(Referring expression data)
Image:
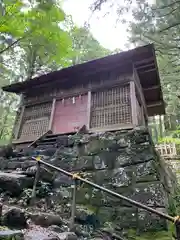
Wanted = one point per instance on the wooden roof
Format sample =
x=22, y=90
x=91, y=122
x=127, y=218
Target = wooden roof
x=143, y=58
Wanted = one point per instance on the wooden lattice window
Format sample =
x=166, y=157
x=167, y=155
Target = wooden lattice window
x=37, y=111
x=34, y=127
x=111, y=107
x=35, y=121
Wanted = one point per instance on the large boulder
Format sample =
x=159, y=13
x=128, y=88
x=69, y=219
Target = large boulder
x=46, y=219
x=10, y=234
x=14, y=183
x=15, y=218
x=45, y=173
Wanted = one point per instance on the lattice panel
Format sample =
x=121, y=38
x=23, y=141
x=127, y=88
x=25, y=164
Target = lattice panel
x=37, y=111
x=35, y=128
x=111, y=107
x=35, y=121
x=16, y=123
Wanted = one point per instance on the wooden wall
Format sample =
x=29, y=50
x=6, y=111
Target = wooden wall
x=111, y=103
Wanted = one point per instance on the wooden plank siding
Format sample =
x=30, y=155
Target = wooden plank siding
x=70, y=114
x=103, y=106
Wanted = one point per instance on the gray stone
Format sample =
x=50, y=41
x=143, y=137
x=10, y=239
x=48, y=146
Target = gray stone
x=67, y=236
x=46, y=219
x=15, y=218
x=84, y=163
x=14, y=183
x=13, y=165
x=46, y=174
x=148, y=221
x=10, y=234
x=55, y=228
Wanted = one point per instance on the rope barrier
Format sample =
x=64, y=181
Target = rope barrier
x=76, y=176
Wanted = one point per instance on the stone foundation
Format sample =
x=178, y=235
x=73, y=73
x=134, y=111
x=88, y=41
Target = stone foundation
x=123, y=161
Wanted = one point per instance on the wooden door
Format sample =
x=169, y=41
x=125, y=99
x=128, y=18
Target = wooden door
x=70, y=114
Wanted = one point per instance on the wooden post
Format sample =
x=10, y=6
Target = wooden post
x=89, y=110
x=133, y=104
x=33, y=196
x=52, y=114
x=177, y=224
x=18, y=127
x=73, y=207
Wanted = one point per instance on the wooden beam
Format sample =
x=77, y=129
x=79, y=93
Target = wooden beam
x=20, y=123
x=144, y=66
x=150, y=70
x=151, y=88
x=89, y=110
x=133, y=104
x=147, y=60
x=156, y=104
x=89, y=87
x=52, y=114
x=140, y=92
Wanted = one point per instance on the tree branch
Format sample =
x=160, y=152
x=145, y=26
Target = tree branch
x=166, y=6
x=11, y=45
x=171, y=26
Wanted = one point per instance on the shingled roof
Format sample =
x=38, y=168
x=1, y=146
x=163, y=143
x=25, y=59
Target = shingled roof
x=143, y=58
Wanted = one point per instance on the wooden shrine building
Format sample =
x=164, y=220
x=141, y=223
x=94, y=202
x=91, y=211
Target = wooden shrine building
x=115, y=92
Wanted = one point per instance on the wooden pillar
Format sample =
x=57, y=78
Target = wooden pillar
x=52, y=114
x=36, y=179
x=89, y=110
x=133, y=104
x=18, y=127
x=73, y=207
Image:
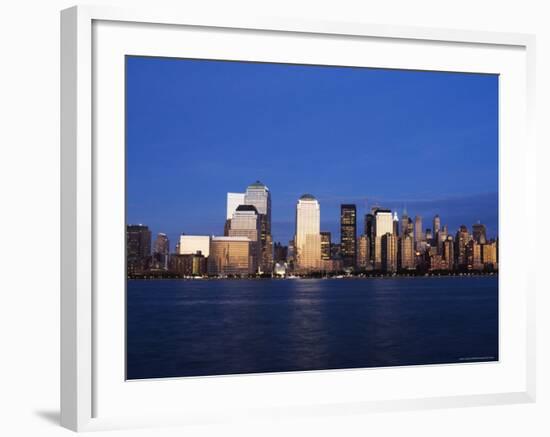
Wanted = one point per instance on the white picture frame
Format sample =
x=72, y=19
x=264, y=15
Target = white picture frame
x=80, y=339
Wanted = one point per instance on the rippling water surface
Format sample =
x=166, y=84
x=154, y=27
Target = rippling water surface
x=203, y=327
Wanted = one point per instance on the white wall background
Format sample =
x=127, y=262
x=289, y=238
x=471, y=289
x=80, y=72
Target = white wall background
x=29, y=216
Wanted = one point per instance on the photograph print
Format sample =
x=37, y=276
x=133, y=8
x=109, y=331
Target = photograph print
x=289, y=217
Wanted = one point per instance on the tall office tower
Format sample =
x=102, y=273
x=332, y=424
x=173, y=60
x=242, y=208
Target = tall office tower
x=258, y=194
x=437, y=224
x=363, y=256
x=473, y=250
x=448, y=252
x=389, y=252
x=479, y=233
x=233, y=201
x=308, y=237
x=370, y=233
x=383, y=225
x=461, y=244
x=489, y=255
x=280, y=253
x=325, y=245
x=138, y=248
x=429, y=235
x=348, y=234
x=404, y=222
x=246, y=223
x=161, y=251
x=395, y=224
x=291, y=252
x=190, y=244
x=440, y=238
x=230, y=256
x=405, y=256
x=418, y=236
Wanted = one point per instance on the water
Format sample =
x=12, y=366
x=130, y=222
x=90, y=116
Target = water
x=192, y=328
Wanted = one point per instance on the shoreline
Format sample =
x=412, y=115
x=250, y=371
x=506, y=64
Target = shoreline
x=339, y=277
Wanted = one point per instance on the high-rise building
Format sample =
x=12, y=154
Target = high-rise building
x=363, y=256
x=429, y=235
x=461, y=243
x=230, y=256
x=395, y=224
x=370, y=233
x=138, y=248
x=489, y=255
x=348, y=234
x=246, y=223
x=418, y=235
x=448, y=252
x=280, y=253
x=161, y=251
x=258, y=194
x=405, y=256
x=190, y=244
x=308, y=236
x=383, y=225
x=325, y=246
x=479, y=233
x=404, y=222
x=473, y=250
x=389, y=252
x=233, y=201
x=437, y=224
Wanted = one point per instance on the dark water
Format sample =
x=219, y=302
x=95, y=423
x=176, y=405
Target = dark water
x=190, y=328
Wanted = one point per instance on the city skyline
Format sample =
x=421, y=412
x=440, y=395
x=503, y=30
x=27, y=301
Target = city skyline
x=334, y=226
x=388, y=243
x=427, y=141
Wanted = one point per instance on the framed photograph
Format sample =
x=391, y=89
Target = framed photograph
x=273, y=218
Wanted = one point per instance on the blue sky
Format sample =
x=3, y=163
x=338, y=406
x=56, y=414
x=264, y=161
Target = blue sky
x=197, y=129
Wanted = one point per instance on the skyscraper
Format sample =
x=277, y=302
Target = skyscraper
x=405, y=255
x=308, y=237
x=395, y=224
x=448, y=252
x=348, y=234
x=161, y=250
x=404, y=223
x=233, y=201
x=389, y=252
x=246, y=223
x=325, y=245
x=461, y=244
x=369, y=232
x=418, y=235
x=479, y=233
x=383, y=225
x=258, y=195
x=138, y=248
x=363, y=256
x=436, y=224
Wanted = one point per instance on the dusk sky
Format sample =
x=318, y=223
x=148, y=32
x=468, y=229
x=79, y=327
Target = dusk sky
x=198, y=129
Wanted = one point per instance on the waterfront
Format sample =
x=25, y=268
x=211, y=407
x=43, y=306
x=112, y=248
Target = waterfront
x=193, y=328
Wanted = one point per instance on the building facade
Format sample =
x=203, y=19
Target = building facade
x=348, y=234
x=138, y=248
x=308, y=234
x=190, y=244
x=230, y=256
x=258, y=195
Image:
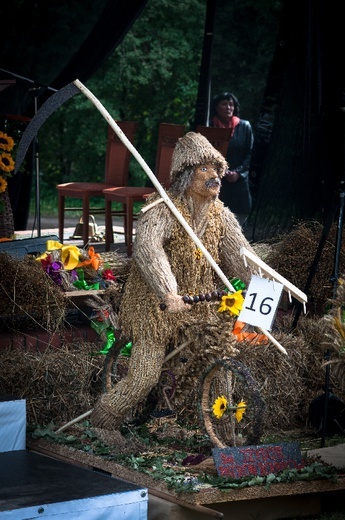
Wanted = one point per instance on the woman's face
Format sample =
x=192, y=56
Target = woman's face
x=225, y=110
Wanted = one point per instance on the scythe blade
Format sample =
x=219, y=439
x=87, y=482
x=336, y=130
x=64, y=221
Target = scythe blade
x=52, y=104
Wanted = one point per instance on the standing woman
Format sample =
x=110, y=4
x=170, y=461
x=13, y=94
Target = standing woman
x=235, y=192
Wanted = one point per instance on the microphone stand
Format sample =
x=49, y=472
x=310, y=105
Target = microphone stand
x=35, y=151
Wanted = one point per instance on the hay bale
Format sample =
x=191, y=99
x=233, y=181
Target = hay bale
x=293, y=255
x=28, y=297
x=58, y=385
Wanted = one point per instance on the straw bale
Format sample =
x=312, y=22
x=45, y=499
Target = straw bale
x=293, y=257
x=28, y=297
x=58, y=384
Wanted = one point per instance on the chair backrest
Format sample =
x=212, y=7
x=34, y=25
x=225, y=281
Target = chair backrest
x=218, y=137
x=117, y=155
x=168, y=136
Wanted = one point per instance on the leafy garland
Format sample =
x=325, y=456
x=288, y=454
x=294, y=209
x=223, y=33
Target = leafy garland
x=169, y=467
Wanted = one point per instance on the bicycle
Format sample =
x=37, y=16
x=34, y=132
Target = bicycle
x=225, y=377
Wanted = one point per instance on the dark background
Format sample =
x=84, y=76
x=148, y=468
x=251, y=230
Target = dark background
x=297, y=169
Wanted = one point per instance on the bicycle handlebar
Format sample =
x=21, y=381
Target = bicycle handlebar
x=208, y=297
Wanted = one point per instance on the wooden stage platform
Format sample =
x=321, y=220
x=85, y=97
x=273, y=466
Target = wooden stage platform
x=276, y=502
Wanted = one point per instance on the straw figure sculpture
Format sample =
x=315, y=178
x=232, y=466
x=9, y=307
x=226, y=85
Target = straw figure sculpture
x=166, y=266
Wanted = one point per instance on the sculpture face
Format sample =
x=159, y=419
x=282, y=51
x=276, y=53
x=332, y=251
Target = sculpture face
x=206, y=182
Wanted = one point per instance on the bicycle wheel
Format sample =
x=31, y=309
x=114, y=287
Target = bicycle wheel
x=229, y=378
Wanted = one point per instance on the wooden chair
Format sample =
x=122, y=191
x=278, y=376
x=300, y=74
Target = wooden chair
x=168, y=135
x=218, y=137
x=116, y=174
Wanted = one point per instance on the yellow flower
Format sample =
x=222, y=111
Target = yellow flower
x=6, y=142
x=3, y=184
x=232, y=302
x=198, y=253
x=6, y=162
x=219, y=406
x=240, y=410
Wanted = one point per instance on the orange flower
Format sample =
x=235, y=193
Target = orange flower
x=3, y=184
x=6, y=162
x=6, y=142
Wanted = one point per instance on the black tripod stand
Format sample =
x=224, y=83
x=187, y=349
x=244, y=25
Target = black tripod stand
x=337, y=206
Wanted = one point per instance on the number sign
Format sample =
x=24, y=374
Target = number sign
x=261, y=302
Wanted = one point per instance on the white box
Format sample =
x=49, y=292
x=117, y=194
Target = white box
x=12, y=423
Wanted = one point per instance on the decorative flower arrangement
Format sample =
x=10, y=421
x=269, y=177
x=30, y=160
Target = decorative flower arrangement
x=232, y=303
x=220, y=407
x=72, y=268
x=7, y=163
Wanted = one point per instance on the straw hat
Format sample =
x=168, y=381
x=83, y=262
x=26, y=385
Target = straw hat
x=192, y=150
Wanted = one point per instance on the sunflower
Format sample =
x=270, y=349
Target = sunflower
x=3, y=184
x=6, y=142
x=6, y=162
x=240, y=411
x=232, y=302
x=219, y=406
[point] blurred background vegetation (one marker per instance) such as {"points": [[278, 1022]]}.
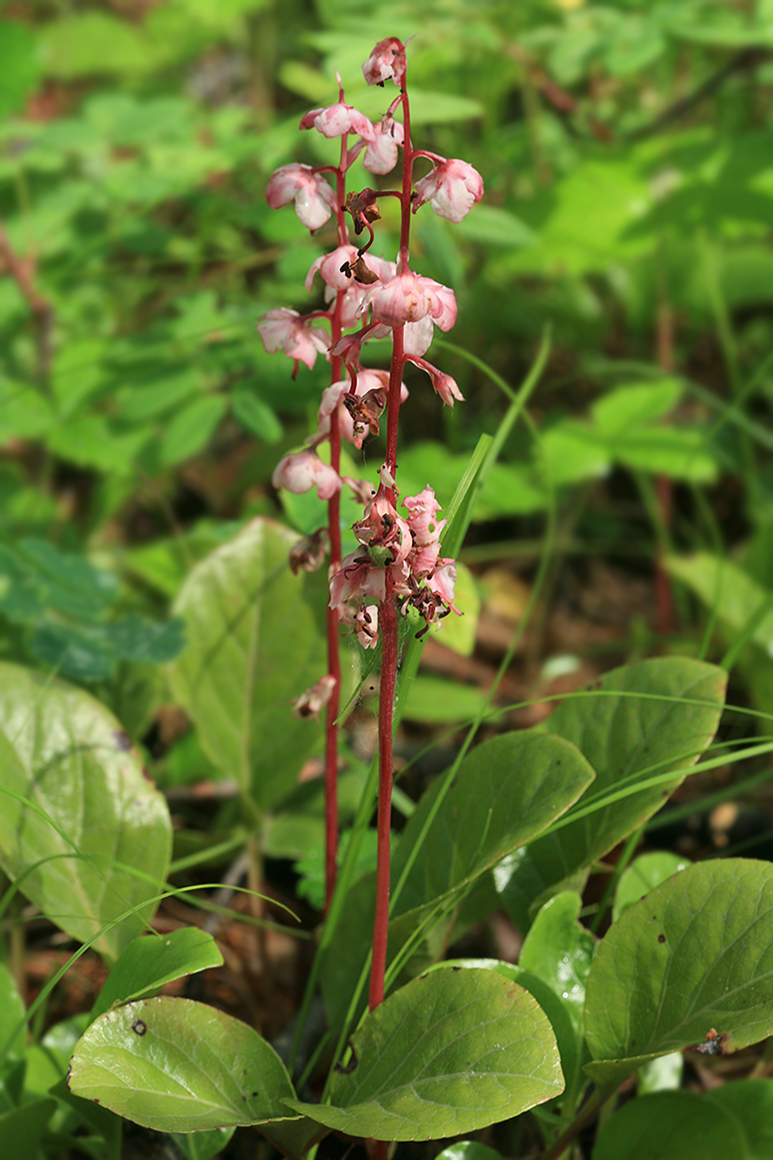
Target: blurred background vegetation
{"points": [[626, 152]]}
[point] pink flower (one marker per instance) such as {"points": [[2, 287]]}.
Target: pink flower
{"points": [[367, 622], [381, 153], [443, 582], [409, 298], [417, 336], [452, 189], [337, 120], [443, 384], [286, 330], [423, 519], [302, 471], [387, 62], [330, 268], [313, 197]]}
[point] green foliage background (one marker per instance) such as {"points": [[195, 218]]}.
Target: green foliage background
{"points": [[629, 188]]}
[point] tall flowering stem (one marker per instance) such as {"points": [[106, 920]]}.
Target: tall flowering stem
{"points": [[397, 568]]}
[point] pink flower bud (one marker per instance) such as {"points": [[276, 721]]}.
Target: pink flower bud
{"points": [[381, 153], [313, 197], [387, 62], [409, 298], [337, 120], [367, 622], [302, 471], [286, 330], [330, 267], [452, 189]]}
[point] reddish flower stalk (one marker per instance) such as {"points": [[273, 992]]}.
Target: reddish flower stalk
{"points": [[398, 563]]}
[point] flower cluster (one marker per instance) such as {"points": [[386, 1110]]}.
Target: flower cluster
{"points": [[368, 297]]}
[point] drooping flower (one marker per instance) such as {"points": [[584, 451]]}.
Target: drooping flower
{"points": [[409, 298], [286, 330], [339, 118], [452, 189], [387, 62], [313, 197], [367, 622], [381, 152], [303, 470]]}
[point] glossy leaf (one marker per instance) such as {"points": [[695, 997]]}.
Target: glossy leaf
{"points": [[751, 1102], [202, 1145], [642, 722], [691, 962], [558, 951], [179, 1066], [507, 790], [151, 961], [642, 876], [450, 1052], [257, 640], [671, 1125], [91, 806]]}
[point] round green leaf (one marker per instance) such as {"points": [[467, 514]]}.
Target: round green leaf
{"points": [[647, 872], [257, 640], [77, 800], [179, 1066], [151, 961], [671, 1125], [644, 720], [693, 957], [751, 1101], [450, 1052]]}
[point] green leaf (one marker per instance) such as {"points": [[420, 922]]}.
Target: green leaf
{"points": [[151, 961], [727, 588], [647, 872], [671, 1125], [257, 417], [91, 806], [432, 698], [634, 405], [12, 1019], [19, 73], [640, 724], [257, 640], [179, 1066], [189, 430], [450, 1052], [22, 1129], [558, 951], [692, 957], [507, 790], [751, 1102], [202, 1145]]}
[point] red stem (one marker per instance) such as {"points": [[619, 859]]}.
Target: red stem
{"points": [[388, 616], [332, 615]]}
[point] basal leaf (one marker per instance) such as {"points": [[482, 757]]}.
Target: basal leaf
{"points": [[151, 961], [690, 963], [645, 719], [671, 1125], [450, 1052], [180, 1066], [91, 806], [255, 642]]}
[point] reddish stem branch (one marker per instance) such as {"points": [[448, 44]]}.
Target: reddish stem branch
{"points": [[332, 615], [388, 616]]}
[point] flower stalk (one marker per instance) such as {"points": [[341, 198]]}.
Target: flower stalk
{"points": [[397, 568]]}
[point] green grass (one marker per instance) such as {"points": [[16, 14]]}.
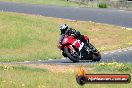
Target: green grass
{"points": [[27, 77], [46, 2], [27, 37]]}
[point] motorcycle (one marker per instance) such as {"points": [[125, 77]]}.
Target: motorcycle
{"points": [[76, 50]]}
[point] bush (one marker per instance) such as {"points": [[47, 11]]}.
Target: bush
{"points": [[102, 5]]}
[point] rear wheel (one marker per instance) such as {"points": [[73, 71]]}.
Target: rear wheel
{"points": [[96, 54], [70, 56], [96, 57]]}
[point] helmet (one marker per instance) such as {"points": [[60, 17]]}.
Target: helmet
{"points": [[63, 28]]}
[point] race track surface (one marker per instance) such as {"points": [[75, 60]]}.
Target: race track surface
{"points": [[107, 16], [121, 55]]}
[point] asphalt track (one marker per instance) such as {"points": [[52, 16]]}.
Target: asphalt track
{"points": [[108, 16], [120, 55]]}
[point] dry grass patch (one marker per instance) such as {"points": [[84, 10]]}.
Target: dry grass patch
{"points": [[28, 37]]}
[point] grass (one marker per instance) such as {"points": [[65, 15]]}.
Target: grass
{"points": [[46, 2], [27, 37], [28, 77]]}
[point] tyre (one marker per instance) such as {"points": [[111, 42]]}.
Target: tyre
{"points": [[70, 56]]}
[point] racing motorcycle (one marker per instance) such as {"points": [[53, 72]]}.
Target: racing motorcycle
{"points": [[76, 50]]}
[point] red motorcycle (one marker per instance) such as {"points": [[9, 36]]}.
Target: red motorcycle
{"points": [[76, 50]]}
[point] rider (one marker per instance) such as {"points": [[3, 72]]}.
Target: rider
{"points": [[64, 28]]}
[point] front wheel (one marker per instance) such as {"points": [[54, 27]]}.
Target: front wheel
{"points": [[70, 56]]}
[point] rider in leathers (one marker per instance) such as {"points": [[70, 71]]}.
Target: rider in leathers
{"points": [[71, 32]]}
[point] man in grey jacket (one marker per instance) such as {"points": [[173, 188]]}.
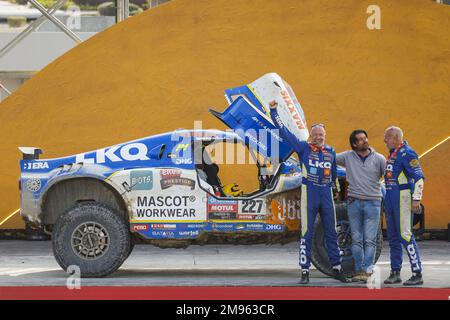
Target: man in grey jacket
{"points": [[364, 168]]}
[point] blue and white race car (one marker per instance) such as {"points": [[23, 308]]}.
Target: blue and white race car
{"points": [[166, 190]]}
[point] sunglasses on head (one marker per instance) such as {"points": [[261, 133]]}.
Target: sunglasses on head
{"points": [[318, 125]]}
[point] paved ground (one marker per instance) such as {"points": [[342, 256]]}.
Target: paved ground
{"points": [[24, 263]]}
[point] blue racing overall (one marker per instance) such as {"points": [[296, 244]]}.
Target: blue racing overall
{"points": [[319, 174], [404, 178]]}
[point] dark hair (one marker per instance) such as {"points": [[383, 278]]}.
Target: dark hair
{"points": [[352, 138]]}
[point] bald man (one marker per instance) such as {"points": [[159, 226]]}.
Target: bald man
{"points": [[319, 174], [404, 178]]}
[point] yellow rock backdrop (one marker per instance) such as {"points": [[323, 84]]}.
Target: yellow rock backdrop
{"points": [[164, 68]]}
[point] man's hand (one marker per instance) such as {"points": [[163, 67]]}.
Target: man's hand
{"points": [[416, 206], [273, 104]]}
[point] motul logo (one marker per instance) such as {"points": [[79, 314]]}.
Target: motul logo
{"points": [[318, 164], [128, 152], [217, 207]]}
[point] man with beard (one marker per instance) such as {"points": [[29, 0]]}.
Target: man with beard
{"points": [[318, 162], [364, 168]]}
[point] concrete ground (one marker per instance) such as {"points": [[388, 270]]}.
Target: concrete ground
{"points": [[24, 263]]}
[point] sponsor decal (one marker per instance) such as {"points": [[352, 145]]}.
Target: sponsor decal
{"points": [[319, 164], [222, 226], [252, 206], [289, 209], [165, 207], [188, 233], [162, 226], [33, 184], [388, 171], [164, 234], [128, 152], [414, 163], [292, 109], [246, 217], [413, 257], [221, 209], [141, 180], [303, 251], [274, 227], [255, 226], [195, 225], [171, 177], [140, 227], [35, 165]]}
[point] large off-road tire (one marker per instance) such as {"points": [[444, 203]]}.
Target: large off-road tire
{"points": [[319, 257], [93, 237]]}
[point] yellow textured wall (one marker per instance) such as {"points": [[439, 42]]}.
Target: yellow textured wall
{"points": [[164, 68]]}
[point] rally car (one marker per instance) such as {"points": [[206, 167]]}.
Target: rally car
{"points": [[166, 189]]}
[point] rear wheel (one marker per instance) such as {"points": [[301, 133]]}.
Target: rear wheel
{"points": [[319, 256], [93, 237]]}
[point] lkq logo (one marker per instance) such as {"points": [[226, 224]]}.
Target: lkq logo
{"points": [[128, 152], [319, 164]]}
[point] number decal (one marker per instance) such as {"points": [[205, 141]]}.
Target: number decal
{"points": [[252, 206]]}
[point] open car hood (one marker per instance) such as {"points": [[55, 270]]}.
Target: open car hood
{"points": [[248, 115]]}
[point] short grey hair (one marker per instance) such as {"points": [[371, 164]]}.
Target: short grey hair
{"points": [[396, 131]]}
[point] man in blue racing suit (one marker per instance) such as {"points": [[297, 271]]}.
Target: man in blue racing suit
{"points": [[318, 162], [404, 178]]}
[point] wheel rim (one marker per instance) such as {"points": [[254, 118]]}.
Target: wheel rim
{"points": [[90, 240]]}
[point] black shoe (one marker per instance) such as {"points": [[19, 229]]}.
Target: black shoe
{"points": [[393, 278], [415, 280], [339, 275], [305, 277]]}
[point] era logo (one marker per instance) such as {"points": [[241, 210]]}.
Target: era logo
{"points": [[374, 20]]}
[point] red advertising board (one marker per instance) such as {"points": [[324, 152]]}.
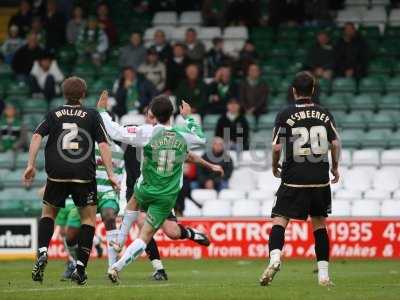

### Task details
Above are the lines; repeat exactly the ones from the line containing "Wanted = one point per instance on the wooden post" down to the line containing "Wanted = one point per instance on the wooden shrine", both inclusive.

### Result below
Wanted = one point per instance on the wooden post
Format sample =
x=10, y=6
Target = wooden post
x=89, y=110
x=133, y=104
x=33, y=196
x=52, y=114
x=177, y=224
x=18, y=127
x=73, y=207
Wanted = one point per instance on the wooden beam
Format sample =
x=77, y=129
x=79, y=93
Target = wooden beam
x=20, y=123
x=144, y=66
x=150, y=70
x=151, y=88
x=89, y=110
x=133, y=104
x=147, y=60
x=156, y=104
x=89, y=87
x=52, y=114
x=140, y=92
Wanted = one point per instance on the tree branch
Format sample =
x=160, y=152
x=145, y=26
Target = tree branch
x=166, y=6
x=11, y=45
x=171, y=26
Wanted = one point per instance on the shingled roof
Format sample =
x=38, y=168
x=1, y=146
x=163, y=143
x=25, y=59
Target = shingled roof
x=143, y=58
Wanted = one point per instance on the wooden shrine building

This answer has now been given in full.